### [EXERCISE DATA]
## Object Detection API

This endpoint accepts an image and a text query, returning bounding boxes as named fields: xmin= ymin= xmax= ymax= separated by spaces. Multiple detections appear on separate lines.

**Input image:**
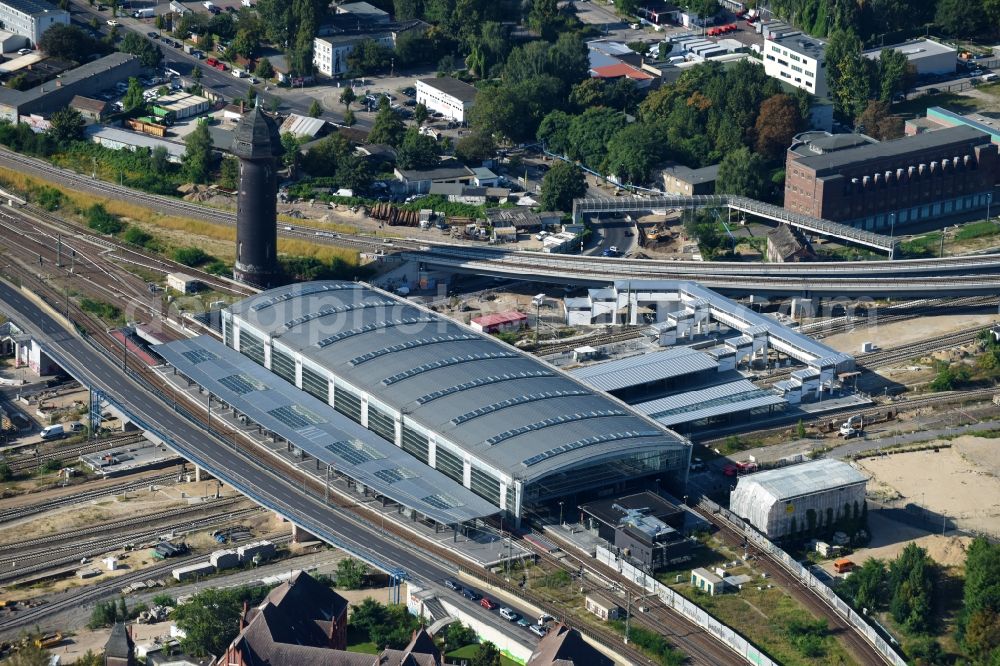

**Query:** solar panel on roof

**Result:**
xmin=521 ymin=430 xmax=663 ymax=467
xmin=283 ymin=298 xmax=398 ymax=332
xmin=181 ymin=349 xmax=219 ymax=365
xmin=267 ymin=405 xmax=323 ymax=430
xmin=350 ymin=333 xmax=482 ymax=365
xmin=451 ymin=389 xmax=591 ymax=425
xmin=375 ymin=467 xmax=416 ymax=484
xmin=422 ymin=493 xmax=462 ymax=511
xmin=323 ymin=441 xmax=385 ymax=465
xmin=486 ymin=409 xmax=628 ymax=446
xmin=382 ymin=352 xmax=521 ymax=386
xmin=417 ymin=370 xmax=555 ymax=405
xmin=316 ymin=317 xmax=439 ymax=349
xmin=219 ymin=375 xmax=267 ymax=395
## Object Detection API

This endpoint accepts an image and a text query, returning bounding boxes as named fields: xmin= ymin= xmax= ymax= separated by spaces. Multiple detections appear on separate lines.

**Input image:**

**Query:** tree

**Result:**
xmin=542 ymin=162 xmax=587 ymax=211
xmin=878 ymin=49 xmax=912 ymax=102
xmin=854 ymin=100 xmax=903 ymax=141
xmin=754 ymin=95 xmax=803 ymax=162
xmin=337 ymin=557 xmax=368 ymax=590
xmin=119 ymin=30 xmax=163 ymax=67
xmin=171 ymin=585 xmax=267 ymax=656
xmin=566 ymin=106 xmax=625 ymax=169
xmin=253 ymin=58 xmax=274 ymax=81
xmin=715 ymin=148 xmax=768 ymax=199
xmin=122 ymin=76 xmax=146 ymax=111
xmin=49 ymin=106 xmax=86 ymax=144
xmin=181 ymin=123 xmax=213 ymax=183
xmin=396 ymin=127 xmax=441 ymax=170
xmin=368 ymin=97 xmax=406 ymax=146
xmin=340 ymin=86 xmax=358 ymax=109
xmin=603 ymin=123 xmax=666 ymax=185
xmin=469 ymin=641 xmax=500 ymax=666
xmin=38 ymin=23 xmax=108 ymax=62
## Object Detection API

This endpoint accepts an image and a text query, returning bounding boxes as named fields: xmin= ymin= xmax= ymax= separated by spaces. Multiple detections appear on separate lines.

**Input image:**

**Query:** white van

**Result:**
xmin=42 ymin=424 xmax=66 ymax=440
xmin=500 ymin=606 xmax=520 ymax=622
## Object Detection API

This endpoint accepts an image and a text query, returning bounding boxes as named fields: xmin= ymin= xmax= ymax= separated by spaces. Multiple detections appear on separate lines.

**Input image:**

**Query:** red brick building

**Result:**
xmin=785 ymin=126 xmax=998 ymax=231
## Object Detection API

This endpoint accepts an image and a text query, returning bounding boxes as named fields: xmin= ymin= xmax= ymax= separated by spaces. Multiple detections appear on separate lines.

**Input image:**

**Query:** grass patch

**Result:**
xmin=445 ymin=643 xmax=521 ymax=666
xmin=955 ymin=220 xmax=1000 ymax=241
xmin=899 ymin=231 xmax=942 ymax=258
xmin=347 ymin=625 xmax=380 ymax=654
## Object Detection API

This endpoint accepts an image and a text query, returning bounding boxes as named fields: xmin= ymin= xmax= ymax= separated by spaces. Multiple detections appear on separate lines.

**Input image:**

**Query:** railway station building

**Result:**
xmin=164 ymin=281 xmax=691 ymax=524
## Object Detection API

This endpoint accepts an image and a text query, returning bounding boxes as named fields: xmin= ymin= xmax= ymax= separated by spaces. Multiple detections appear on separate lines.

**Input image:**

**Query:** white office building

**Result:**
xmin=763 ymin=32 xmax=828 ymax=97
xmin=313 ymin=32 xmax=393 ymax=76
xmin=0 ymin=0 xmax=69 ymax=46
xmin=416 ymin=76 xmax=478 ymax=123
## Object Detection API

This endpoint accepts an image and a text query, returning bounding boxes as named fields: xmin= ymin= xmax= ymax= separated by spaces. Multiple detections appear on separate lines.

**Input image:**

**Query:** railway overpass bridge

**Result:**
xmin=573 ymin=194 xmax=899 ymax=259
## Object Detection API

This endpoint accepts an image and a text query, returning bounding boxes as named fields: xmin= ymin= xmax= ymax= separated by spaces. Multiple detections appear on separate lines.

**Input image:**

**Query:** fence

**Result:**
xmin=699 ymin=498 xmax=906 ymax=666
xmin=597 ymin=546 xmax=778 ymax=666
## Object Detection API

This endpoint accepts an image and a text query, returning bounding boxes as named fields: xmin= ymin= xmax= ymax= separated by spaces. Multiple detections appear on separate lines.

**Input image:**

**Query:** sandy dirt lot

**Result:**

* * *

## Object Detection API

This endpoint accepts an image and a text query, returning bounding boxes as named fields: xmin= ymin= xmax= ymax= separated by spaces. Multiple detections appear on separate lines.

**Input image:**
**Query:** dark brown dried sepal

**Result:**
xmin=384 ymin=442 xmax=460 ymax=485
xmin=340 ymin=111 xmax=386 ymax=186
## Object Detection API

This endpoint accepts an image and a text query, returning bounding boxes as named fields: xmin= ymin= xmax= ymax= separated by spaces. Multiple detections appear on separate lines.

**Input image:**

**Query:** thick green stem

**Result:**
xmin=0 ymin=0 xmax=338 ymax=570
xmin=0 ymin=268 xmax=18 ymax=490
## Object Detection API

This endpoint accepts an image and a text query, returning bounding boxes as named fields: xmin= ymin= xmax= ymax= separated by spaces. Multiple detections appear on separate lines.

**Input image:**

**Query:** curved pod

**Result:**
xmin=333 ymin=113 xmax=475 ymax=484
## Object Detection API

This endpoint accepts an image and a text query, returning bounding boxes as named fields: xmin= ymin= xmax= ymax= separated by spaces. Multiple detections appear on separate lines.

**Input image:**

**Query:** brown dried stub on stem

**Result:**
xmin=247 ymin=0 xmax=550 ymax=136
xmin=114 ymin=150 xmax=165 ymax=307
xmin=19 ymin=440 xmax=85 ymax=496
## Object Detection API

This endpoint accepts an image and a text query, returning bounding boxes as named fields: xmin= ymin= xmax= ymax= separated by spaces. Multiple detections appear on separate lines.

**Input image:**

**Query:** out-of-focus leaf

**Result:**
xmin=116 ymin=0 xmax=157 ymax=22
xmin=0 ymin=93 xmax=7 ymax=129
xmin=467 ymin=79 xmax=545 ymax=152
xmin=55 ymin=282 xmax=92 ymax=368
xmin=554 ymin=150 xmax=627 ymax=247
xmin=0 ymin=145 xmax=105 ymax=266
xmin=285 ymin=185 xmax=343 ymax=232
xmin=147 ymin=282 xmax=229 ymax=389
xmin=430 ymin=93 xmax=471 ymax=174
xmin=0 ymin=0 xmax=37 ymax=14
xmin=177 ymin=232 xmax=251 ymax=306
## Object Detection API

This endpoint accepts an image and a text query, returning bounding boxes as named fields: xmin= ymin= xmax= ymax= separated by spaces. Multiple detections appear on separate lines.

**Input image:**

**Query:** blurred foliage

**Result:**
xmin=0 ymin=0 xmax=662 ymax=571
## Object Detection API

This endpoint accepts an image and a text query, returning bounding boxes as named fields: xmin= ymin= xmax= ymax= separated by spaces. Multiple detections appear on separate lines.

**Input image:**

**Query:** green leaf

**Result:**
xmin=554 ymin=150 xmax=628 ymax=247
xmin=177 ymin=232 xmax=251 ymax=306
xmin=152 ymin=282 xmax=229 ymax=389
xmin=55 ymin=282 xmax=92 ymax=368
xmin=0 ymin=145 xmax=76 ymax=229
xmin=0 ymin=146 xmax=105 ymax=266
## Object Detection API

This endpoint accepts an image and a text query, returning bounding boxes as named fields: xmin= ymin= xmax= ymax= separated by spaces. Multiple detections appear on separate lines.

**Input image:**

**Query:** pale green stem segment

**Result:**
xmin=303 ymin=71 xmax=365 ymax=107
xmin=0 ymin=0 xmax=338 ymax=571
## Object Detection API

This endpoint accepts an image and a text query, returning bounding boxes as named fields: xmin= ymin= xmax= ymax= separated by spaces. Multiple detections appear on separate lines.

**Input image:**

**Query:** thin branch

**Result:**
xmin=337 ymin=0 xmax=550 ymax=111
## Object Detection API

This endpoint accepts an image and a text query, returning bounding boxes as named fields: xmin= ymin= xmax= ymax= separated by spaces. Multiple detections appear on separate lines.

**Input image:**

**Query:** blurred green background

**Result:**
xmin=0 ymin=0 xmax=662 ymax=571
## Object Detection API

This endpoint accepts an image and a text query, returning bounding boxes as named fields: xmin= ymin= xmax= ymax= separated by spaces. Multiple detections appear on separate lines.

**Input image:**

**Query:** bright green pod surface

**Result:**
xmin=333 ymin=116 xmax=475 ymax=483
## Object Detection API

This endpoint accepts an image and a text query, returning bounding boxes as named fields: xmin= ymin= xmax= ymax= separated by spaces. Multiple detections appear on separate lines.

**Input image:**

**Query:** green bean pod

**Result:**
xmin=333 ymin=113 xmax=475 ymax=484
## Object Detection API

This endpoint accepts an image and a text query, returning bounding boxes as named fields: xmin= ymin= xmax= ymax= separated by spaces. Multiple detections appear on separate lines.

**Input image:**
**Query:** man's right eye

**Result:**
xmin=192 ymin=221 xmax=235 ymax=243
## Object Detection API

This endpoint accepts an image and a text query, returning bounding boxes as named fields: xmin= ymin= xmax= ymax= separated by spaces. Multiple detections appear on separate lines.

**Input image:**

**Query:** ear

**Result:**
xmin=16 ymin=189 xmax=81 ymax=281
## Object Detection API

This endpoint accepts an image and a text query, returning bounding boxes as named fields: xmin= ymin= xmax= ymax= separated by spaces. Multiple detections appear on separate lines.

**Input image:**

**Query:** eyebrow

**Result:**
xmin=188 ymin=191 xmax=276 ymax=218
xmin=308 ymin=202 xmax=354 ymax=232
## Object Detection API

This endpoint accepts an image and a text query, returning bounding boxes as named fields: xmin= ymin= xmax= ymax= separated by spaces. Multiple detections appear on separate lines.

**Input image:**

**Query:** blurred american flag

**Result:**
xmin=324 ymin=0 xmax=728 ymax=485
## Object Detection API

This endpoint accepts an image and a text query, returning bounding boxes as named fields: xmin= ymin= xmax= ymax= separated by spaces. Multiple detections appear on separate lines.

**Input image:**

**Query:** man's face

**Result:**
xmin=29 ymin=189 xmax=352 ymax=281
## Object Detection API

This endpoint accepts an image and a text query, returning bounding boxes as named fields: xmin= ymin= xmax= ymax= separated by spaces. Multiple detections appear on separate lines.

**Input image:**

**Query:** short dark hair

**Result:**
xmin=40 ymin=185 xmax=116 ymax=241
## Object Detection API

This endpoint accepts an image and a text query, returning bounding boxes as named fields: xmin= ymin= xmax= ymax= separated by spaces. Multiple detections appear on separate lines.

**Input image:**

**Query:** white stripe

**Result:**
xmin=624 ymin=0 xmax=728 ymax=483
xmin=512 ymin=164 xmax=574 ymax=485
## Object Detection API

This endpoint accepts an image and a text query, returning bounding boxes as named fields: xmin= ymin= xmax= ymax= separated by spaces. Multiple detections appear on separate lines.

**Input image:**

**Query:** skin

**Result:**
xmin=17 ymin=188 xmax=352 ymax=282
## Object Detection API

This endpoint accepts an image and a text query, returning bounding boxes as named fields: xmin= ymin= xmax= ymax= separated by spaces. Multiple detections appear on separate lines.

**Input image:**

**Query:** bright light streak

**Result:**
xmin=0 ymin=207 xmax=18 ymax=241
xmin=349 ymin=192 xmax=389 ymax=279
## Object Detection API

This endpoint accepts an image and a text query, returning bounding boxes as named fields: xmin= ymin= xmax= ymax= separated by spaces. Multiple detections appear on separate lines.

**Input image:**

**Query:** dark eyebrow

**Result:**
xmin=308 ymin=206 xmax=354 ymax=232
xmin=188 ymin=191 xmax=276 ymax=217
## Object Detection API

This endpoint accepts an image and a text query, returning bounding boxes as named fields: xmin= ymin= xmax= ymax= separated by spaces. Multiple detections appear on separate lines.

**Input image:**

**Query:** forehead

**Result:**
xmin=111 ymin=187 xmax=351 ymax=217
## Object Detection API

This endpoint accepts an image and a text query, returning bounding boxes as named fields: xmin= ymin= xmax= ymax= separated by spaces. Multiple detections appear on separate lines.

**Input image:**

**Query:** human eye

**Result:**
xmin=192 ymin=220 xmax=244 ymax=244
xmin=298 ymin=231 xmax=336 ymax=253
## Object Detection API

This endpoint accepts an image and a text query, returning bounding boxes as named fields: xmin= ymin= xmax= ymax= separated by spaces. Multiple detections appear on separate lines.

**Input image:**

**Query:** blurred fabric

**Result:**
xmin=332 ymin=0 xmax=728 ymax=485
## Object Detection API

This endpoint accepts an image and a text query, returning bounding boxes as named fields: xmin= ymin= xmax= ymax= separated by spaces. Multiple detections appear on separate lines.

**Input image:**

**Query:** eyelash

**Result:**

### [AIM OF THE TASK]
Please find each line in the entries above that contains the word "stem", and copy those lines out in full.

### [RESULT OF THIS EXERCISE]
**Query:** thick green stem
**Query:** brown dried stub on stem
**Query:** pale green stem segment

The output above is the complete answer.